■ PROBLEM STATEMENT
A single number is the answer here: how many lines below include "mountain"?

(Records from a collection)

------------------------------------

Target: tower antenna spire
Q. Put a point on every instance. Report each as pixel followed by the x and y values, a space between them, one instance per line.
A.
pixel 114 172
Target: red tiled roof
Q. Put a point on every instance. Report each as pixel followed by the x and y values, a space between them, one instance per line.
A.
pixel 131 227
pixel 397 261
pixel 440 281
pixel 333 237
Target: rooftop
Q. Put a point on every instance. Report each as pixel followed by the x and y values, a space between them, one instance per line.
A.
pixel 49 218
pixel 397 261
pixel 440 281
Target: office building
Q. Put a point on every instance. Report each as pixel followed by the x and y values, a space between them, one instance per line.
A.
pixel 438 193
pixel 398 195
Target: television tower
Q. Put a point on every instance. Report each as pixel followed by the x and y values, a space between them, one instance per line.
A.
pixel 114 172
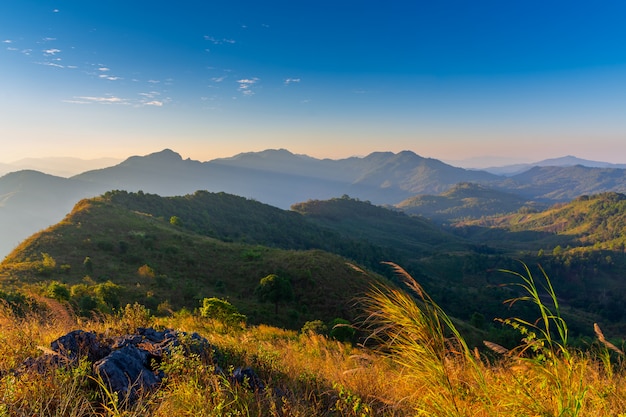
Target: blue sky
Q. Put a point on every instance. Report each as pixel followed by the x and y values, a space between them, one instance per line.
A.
pixel 517 80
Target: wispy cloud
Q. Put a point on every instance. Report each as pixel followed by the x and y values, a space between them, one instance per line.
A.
pixel 216 41
pixel 52 64
pixel 101 100
pixel 51 52
pixel 109 77
pixel 245 85
pixel 152 98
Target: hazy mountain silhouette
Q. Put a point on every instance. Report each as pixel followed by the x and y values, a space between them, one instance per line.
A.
pixel 59 166
pixel 30 201
pixel 565 161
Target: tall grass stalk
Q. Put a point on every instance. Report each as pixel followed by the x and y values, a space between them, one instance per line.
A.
pixel 424 341
pixel 544 354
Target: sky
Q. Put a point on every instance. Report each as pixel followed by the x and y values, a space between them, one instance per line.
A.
pixel 512 81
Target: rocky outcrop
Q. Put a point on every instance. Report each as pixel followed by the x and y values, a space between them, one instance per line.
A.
pixel 128 364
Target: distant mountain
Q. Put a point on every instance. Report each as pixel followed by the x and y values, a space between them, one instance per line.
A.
pixel 597 221
pixel 566 161
pixel 154 260
pixel 466 200
pixel 31 201
pixel 564 183
pixel 281 178
pixel 58 166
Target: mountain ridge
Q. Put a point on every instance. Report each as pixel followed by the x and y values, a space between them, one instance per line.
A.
pixel 281 178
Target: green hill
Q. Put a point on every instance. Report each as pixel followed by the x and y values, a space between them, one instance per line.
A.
pixel 597 222
pixel 465 200
pixel 131 255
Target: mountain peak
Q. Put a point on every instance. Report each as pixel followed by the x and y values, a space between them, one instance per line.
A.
pixel 165 155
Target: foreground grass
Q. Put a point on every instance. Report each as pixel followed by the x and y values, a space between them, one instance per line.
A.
pixel 416 365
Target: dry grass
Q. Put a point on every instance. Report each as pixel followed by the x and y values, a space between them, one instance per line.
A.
pixel 420 367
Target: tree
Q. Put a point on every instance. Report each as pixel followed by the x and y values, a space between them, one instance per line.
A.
pixel 222 311
pixel 274 289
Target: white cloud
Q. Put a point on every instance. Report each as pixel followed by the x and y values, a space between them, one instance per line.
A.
pixel 292 80
pixel 103 100
pixel 51 52
pixel 151 94
pixel 109 77
pixel 216 41
pixel 52 64
pixel 245 84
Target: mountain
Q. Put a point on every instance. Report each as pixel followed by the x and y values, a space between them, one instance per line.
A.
pixel 58 166
pixel 564 183
pixel 597 221
pixel 281 178
pixel 31 201
pixel 565 161
pixel 153 260
pixel 466 200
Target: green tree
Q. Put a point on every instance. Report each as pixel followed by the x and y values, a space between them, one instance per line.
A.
pixel 275 289
pixel 88 264
pixel 222 311
pixel 58 291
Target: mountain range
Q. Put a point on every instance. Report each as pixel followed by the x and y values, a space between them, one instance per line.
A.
pixel 31 200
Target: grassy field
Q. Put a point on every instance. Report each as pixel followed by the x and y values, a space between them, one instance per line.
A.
pixel 412 362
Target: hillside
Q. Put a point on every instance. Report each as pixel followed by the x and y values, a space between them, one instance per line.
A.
pixel 597 221
pixel 466 200
pixel 281 178
pixel 101 245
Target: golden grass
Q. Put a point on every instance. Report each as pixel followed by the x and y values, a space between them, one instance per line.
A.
pixel 418 366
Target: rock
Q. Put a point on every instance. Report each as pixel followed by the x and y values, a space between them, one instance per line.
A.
pixel 78 344
pixel 248 378
pixel 127 364
pixel 127 373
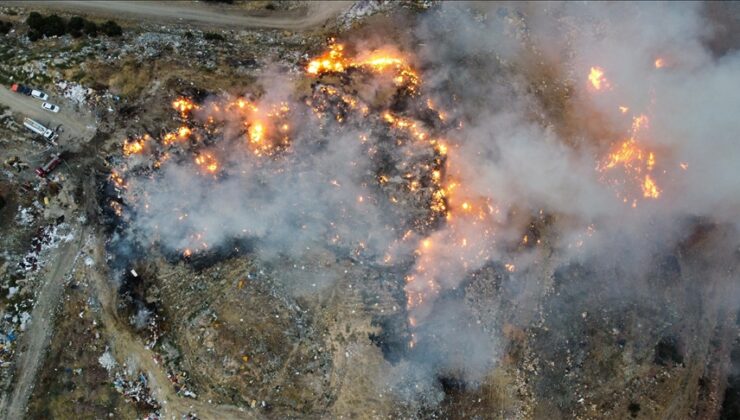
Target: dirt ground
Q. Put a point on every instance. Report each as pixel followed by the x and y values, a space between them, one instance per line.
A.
pixel 320 336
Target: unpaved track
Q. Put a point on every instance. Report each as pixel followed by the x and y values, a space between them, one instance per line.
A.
pixel 197 13
pixel 36 338
pixel 126 346
pixel 71 124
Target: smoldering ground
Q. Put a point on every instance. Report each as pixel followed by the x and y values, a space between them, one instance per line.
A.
pixel 529 138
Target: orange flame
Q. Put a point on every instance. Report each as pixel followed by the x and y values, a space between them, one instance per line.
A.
pixel 597 78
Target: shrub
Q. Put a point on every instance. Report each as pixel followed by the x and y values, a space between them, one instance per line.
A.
pixel 54 26
pixel 111 28
pixel 34 35
pixel 75 26
pixel 5 27
pixel 212 36
pixel 35 21
pixel 90 28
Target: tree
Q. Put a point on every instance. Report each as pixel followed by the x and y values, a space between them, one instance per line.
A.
pixel 111 28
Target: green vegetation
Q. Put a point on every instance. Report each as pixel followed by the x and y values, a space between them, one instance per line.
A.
pixel 5 27
pixel 212 36
pixel 53 25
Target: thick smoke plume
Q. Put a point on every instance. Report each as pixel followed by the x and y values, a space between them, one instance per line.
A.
pixel 611 127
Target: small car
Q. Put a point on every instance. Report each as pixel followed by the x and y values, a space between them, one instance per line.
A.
pixel 50 107
pixel 39 95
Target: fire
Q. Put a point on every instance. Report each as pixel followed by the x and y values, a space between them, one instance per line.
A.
pixel 183 106
pixel 207 162
pixel 134 146
pixel 334 61
pixel 635 160
pixel 597 78
pixel 331 61
pixel 256 132
pixel 649 188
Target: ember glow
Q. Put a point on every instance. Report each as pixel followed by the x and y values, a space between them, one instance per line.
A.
pixel 597 79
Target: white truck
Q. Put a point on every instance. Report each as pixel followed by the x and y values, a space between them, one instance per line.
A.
pixel 37 128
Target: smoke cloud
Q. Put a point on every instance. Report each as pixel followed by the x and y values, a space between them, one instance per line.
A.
pixel 528 139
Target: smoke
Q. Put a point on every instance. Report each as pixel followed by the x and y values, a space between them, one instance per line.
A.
pixel 525 179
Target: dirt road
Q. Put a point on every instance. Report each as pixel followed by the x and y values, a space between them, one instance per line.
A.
pixel 199 14
pixel 126 346
pixel 69 124
pixel 35 340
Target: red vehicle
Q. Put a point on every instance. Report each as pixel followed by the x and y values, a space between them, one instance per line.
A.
pixel 43 171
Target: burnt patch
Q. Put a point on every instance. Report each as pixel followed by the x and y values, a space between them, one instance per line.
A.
pixel 668 352
pixel 393 338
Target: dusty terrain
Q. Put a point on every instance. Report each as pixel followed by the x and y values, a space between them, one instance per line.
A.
pixel 97 325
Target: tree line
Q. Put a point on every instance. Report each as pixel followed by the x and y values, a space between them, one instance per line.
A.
pixel 54 25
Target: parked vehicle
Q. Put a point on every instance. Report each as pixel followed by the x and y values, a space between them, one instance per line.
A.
pixel 38 128
pixel 39 95
pixel 50 107
pixel 17 87
pixel 45 170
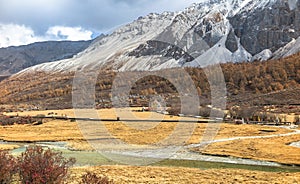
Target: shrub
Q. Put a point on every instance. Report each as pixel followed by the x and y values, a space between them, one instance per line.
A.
pixel 7 167
pixel 41 166
pixel 92 178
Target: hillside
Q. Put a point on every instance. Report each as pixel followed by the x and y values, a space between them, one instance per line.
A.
pixel 274 82
pixel 15 59
pixel 213 31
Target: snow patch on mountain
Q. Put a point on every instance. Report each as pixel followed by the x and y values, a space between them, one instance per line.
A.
pixel 203 31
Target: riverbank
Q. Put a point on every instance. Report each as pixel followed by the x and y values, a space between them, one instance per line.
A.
pixel 153 174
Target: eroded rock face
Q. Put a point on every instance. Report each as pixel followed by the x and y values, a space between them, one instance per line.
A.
pixel 268 28
pixel 231 42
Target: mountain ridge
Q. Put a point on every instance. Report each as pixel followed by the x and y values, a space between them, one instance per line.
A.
pixel 231 30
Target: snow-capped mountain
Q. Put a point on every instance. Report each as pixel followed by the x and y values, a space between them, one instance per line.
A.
pixel 204 33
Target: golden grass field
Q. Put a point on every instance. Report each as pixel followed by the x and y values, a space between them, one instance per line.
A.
pixel 133 174
pixel 271 149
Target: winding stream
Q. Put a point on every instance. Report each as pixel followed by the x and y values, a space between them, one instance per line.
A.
pixel 93 158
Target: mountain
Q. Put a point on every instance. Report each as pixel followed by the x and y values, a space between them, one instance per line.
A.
pixel 205 33
pixel 217 31
pixel 15 59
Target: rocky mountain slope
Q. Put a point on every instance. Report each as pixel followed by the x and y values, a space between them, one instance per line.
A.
pixel 205 33
pixel 15 59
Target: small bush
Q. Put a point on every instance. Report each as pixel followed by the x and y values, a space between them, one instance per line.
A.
pixel 92 178
pixel 39 166
pixel 7 167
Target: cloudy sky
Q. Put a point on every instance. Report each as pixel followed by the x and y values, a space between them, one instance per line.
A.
pixel 27 21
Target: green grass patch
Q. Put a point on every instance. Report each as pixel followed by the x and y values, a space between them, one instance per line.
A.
pixel 218 165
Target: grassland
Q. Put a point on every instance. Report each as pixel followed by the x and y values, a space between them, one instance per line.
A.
pixel 272 149
pixel 130 174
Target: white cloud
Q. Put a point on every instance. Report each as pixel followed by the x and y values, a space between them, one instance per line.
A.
pixel 15 35
pixel 12 34
pixel 69 33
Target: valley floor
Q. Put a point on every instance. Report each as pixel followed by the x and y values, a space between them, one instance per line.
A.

------------------------------------

■ RESPONSE AREA
11